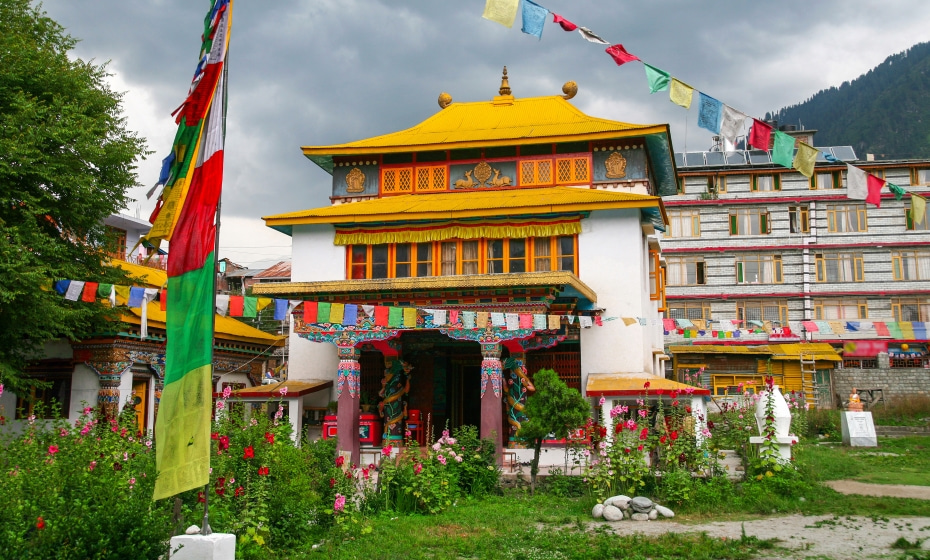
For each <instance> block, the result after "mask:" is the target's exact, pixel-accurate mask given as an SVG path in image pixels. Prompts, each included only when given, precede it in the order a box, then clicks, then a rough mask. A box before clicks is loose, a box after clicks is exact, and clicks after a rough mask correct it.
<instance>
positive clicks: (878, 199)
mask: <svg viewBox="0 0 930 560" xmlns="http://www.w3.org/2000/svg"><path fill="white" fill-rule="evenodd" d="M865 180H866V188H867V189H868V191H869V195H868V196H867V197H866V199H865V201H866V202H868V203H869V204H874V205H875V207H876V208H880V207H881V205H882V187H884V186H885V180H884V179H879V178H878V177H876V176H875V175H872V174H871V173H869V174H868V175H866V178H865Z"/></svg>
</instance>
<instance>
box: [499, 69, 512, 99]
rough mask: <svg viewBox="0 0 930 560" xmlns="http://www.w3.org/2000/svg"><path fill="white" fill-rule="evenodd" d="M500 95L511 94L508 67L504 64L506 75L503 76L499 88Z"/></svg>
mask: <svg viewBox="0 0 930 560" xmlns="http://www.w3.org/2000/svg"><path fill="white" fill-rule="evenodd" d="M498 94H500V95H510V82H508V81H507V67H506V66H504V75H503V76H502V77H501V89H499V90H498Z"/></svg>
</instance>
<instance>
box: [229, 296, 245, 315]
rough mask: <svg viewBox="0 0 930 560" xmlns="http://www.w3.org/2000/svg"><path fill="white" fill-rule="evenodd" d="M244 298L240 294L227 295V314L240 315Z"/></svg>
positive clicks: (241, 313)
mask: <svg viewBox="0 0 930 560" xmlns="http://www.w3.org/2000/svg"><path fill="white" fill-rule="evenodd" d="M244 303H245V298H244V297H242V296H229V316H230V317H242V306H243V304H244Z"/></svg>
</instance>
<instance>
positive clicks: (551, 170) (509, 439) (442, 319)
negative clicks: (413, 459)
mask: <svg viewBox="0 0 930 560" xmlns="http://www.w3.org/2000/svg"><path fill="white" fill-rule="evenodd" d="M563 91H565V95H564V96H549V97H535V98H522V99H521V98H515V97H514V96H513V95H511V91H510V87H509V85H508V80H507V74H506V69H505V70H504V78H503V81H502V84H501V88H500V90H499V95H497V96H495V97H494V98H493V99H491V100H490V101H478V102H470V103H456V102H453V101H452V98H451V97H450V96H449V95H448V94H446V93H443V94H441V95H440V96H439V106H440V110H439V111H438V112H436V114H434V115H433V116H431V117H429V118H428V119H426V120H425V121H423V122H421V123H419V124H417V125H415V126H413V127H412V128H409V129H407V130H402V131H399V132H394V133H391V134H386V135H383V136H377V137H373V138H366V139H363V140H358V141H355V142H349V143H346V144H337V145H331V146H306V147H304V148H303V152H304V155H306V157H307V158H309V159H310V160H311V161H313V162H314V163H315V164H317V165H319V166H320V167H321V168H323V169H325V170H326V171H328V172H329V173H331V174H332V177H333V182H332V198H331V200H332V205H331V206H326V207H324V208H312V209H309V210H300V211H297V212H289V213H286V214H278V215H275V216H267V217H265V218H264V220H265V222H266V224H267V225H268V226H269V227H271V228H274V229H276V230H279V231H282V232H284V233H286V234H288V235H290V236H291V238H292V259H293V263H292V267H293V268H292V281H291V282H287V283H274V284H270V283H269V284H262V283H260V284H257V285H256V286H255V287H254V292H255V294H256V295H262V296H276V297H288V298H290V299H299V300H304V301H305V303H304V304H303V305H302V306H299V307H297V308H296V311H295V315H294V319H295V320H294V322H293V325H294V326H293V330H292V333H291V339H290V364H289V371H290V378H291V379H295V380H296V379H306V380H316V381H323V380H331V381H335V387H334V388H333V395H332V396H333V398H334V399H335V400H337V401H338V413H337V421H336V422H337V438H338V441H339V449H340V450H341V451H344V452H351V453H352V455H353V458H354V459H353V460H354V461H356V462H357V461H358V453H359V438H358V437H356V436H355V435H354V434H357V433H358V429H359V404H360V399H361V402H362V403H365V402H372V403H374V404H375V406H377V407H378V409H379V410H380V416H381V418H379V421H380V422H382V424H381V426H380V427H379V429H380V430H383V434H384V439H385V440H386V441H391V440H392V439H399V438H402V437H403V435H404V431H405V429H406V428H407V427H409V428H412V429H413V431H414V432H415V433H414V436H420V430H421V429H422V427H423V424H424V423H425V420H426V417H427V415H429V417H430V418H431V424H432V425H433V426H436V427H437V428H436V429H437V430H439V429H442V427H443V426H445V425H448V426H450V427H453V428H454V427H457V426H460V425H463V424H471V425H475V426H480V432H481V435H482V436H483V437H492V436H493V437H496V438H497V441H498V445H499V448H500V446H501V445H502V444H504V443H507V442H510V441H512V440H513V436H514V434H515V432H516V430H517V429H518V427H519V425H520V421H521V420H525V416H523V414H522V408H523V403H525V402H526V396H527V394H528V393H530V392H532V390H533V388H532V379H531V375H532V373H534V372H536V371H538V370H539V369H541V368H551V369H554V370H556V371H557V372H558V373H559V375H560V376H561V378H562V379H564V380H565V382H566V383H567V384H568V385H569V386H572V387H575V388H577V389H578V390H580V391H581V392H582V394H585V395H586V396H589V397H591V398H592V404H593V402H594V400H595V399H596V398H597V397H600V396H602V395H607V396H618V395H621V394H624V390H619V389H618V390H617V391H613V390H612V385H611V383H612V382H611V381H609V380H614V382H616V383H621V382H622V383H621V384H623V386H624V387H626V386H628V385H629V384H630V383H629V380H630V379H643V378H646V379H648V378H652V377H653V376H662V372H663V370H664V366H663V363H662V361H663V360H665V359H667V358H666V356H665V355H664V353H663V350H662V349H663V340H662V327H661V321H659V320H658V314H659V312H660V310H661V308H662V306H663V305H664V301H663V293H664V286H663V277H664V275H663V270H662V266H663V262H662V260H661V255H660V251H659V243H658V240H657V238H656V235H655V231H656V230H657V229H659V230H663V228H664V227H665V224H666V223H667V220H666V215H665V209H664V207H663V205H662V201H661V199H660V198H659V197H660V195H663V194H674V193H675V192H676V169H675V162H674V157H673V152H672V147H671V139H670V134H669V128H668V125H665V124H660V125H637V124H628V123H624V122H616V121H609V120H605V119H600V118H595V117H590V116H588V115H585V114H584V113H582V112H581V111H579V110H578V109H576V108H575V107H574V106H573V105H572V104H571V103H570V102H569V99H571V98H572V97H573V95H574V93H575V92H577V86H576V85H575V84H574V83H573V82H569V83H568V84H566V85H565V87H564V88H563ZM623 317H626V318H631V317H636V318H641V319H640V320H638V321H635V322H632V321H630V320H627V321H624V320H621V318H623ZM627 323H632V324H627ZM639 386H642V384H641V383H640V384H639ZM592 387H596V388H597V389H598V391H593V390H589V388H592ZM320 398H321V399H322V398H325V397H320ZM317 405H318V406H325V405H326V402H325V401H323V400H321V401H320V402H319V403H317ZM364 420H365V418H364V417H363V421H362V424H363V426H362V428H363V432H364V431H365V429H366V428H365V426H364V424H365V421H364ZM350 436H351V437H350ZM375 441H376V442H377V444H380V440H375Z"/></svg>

## TASK TO CARRY OUT
How many lines of the records above contain the string "clicks" with the same capitalization? Reply with the number alone.

## EXERCISE RESPONSE
5